───── Supplied records

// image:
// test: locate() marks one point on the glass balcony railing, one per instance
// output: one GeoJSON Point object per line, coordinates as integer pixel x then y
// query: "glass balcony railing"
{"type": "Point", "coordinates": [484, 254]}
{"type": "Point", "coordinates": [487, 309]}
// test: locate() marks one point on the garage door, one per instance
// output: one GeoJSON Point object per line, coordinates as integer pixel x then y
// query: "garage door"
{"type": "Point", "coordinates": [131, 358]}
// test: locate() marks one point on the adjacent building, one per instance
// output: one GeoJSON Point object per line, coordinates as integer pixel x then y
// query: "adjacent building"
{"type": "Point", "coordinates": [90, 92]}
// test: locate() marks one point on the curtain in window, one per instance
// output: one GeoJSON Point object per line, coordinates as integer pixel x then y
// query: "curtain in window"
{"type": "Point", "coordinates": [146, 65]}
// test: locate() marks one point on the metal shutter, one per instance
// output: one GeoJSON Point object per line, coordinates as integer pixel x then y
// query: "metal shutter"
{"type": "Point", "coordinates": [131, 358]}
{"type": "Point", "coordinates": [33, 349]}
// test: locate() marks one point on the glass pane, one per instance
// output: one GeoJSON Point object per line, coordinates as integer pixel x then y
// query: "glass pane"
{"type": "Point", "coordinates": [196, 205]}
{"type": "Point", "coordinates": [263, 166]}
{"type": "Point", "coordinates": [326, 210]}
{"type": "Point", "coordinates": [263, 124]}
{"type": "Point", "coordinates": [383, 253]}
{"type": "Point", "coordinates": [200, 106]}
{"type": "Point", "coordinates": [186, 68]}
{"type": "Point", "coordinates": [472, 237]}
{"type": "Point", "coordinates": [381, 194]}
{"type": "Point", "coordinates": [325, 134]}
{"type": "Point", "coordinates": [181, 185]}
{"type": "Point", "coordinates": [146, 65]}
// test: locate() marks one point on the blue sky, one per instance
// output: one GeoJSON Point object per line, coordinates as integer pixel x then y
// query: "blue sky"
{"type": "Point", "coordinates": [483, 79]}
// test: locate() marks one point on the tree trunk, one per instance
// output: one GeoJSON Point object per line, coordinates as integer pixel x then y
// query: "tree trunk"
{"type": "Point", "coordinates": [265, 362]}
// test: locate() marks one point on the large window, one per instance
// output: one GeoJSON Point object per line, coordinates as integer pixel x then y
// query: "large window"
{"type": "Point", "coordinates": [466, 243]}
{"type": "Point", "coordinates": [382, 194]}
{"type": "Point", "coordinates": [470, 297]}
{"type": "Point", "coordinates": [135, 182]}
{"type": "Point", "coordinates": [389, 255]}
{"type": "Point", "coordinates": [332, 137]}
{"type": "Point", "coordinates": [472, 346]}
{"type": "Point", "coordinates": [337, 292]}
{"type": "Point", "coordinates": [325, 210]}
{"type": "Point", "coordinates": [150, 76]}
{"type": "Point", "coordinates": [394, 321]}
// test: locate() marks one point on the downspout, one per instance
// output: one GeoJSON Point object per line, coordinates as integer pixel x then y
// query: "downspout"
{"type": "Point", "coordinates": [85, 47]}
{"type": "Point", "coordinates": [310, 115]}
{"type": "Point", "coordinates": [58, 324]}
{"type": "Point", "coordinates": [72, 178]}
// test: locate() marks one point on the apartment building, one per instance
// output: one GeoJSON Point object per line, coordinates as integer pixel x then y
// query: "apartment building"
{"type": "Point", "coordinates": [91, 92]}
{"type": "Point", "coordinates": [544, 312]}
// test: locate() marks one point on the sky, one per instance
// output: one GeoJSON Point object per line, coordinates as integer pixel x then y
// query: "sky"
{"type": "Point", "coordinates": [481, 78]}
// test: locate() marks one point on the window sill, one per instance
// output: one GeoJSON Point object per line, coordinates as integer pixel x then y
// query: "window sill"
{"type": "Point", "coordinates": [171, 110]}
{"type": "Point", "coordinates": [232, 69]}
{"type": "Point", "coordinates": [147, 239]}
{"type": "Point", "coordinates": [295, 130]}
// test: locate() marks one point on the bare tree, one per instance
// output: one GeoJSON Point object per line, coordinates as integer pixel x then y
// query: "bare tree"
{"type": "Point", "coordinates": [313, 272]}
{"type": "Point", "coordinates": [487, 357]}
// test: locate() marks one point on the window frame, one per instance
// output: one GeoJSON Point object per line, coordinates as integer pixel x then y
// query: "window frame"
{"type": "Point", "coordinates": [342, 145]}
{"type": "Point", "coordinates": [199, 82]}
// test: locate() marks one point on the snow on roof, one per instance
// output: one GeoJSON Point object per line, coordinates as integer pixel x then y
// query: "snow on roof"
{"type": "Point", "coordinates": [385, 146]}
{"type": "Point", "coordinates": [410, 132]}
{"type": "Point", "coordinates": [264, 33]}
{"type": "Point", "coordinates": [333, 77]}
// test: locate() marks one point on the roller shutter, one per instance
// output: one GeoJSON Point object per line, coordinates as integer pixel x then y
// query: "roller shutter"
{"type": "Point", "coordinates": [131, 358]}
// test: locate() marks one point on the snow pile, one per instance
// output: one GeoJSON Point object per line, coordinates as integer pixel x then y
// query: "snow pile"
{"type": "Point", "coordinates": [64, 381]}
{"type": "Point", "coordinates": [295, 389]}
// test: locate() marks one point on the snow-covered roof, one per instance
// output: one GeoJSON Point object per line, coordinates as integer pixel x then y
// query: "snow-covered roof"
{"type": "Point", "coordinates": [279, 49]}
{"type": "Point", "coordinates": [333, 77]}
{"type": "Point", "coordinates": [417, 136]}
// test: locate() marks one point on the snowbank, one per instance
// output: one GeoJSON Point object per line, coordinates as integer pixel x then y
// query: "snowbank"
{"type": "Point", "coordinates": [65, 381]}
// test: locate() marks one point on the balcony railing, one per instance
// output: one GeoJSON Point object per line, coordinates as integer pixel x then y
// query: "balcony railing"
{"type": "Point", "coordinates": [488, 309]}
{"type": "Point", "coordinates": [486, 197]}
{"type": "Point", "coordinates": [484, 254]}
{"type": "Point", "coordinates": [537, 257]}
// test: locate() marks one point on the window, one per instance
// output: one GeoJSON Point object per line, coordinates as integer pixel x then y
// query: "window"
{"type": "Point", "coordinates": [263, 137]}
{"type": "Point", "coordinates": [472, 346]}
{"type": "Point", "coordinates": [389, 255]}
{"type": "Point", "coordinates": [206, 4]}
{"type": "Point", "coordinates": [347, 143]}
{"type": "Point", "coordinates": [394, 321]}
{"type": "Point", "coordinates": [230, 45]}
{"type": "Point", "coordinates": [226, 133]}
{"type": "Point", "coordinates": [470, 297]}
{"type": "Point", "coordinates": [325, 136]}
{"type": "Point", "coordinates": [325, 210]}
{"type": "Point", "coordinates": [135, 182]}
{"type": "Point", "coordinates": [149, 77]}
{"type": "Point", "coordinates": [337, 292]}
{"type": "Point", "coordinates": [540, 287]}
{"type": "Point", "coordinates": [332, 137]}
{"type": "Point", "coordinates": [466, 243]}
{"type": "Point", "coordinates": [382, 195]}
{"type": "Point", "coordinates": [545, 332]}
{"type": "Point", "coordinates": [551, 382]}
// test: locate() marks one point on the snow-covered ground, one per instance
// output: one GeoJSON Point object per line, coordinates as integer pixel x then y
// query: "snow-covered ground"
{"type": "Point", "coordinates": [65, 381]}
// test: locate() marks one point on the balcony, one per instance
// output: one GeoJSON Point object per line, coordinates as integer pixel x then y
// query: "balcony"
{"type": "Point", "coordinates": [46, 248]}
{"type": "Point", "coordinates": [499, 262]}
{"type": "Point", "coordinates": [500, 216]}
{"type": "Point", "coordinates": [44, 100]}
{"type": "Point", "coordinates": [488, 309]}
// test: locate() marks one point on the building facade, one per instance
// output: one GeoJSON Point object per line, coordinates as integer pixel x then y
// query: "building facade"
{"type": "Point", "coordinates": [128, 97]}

──────────

Print everything from the line containing "facade, one per instance" down to the end of the data, copying each line without changes.

// test: locate() marks one point on the building facade, one per instance
// output: one GeoJSON Point object per line, coordinates as integer pixel x then y
// query: "building facade"
{"type": "Point", "coordinates": [128, 97]}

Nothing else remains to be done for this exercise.